TEXT TO READ:
·····

Spark as a successful contender to MapReduce
Its not uncommon for a beginner to think Spark as a replacement to Hadoop. The term “Hadoop” is interchangeably used to refer to either
Hadoop ecosystem (or) Hadoop MapReduce (or) Hadoop HDFS. Apache Spark came in as a very strong contender to replace
Hadoop MapReduce computation engine.
This blog is to better understand what motivated Spark and how it evolved successfully as a strong contender to MapReduce.
We will section this blog in 3 parts:
MapReduce computation Engine in a Nutshell
- Cons of MapReduce as motivation for Spark
- Look at the drawbacks of MapReduce
- How Spark addressed them
- How Spark works
- Behind the scenes of a spark application running in cluster
- Look at other attempts like Corona done to make up for the downsides of MapReduce Engine.
1. MapReduce (MR) computation in a nutshell
I’ll not go deep into the details, but, lets see birds eye view of how Hadoop MapReduce works. Below figure shows a typical Hadoop Cluster running two Map-Reduce applications. Each of these application’s Map(M) and Reduce(R) jobs are marked with black and white colours respectively.
- NameNode and DataNode:
- NameNode + DataNodes essentially make up HDFS.
- NameNode only stores the metadata of HDFS i.e., it stores the list of all files in the file system (not its data), and keeps a track of them across the cluster.

·····

DATASET ROWS:
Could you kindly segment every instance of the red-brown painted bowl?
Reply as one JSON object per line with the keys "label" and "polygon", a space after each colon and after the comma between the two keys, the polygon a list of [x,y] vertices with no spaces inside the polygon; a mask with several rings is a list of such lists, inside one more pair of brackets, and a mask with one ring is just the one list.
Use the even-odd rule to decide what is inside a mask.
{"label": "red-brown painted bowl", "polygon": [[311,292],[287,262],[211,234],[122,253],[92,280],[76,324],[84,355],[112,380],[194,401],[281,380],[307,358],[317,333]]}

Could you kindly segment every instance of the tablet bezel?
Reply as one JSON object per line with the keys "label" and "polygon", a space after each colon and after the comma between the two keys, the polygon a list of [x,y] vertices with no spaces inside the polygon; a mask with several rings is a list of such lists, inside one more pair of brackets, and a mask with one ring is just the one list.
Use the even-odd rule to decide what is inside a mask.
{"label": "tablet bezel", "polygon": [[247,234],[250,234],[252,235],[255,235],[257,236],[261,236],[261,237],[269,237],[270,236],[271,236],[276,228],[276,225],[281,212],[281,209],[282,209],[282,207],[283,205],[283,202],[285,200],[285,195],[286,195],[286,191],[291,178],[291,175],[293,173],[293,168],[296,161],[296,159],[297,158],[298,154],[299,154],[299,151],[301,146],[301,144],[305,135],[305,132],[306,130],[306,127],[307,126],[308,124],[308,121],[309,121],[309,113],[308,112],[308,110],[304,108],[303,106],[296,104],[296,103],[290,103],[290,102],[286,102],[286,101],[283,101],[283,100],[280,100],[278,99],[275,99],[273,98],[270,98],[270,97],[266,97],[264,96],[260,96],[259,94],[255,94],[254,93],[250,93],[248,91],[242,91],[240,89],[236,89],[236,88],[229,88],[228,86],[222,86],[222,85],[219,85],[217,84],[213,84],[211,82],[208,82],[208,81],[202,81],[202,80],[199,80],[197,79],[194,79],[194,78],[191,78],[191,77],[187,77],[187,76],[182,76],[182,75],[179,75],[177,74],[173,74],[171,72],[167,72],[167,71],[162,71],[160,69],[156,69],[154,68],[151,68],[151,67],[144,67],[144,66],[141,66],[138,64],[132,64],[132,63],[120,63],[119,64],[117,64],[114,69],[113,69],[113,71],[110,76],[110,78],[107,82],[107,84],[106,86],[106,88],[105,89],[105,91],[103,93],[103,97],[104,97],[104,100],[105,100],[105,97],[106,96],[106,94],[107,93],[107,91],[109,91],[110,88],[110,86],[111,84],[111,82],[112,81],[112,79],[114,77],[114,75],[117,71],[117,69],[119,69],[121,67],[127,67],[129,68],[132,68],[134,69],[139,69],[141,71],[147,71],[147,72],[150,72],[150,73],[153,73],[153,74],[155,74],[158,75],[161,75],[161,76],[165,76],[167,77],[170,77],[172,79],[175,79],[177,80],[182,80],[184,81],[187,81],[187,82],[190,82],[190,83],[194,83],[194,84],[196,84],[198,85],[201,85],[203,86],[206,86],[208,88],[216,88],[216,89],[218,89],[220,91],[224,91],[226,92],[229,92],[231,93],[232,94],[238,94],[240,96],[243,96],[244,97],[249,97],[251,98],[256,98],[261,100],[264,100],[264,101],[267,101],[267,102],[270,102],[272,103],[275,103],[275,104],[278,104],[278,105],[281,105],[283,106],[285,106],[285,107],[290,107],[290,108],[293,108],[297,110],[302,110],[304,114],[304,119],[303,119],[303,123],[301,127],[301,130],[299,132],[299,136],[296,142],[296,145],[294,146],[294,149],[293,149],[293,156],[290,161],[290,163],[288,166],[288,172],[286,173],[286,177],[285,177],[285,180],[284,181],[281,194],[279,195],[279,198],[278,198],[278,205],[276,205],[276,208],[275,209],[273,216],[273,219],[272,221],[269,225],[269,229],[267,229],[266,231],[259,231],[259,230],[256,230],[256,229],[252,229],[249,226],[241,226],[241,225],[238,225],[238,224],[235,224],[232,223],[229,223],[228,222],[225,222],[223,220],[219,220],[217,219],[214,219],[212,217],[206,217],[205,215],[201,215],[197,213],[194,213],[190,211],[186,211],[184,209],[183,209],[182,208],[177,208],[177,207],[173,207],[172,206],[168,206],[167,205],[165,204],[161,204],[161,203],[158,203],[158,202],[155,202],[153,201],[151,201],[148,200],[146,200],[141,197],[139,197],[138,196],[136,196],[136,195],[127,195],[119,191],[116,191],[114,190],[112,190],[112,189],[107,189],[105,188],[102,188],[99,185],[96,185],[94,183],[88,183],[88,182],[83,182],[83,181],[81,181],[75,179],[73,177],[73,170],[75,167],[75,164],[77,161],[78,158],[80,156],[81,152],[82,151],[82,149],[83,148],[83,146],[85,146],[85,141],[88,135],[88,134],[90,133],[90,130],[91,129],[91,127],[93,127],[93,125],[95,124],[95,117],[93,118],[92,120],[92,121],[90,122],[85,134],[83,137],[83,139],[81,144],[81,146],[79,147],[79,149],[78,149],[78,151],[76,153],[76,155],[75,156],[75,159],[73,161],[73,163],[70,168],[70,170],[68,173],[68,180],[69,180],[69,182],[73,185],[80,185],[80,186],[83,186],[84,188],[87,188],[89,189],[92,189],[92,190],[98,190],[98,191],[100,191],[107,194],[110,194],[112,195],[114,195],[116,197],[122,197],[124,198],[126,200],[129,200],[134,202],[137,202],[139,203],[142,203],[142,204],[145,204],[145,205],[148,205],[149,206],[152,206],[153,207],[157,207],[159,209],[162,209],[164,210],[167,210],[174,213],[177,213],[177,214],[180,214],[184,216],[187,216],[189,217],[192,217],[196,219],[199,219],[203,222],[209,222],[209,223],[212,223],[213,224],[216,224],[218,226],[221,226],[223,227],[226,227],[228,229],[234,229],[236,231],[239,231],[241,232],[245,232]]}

·····

EXERCISES:
• A. Decide whether each statement agrees with the blog post on Spark and MapReduce, answering yes or no and quoting the words from the post that settle it: (i) the post is divided into three parts; (ii) the NameNode stores the data of the files in HDFS; (iii) in the figure, Map jobs are marked in white.
• B. Copy from the blog post on Spark and MapReduce the stretch from "Spark as a successful" through "contender to MapReduce.", word for word.
• C. Please answer these questions from the blog post on Spark and MapReduce, one per line:
(i) What did Apache Spark come in as a very strong contender to replace?
(ii) How many Map-Reduce applications does the figure show running on the Hadoop Cluster?
(iii) What do NameNode and DataNodes essentially make up?
The rows above are separate material, unrelated to the blog post on Spark and MapReduce.

THE SOLUTIONS:
• A.
(i) Yes: "We will section this blog in 3 parts"
(ii) No: "it stores the list of all files in the file system (not its data)"
(iii) No: "Each of these application’s Map(M) and Reduce(R) jobs are marked with black and white colours respectively."

• B.
Spark as a successful contender to MapReduce
Its not uncommon for a beginner to think Spark as a replacement to Hadoop. The term “Hadoop” is interchangeably used to refer to either
Hadoop ecosystem (or) Hadoop MapReduce (or) Hadoop HDFS. Apache Spark came in as a very strong contender to replace
Hadoop MapReduce computation engine.
This blog is to better understand what motivated Spark and how it evolved successfully as a strong contender to MapReduce.

• C.
(i) Hadoop MapReduce computation engine
(ii) Two
(iii) HDFS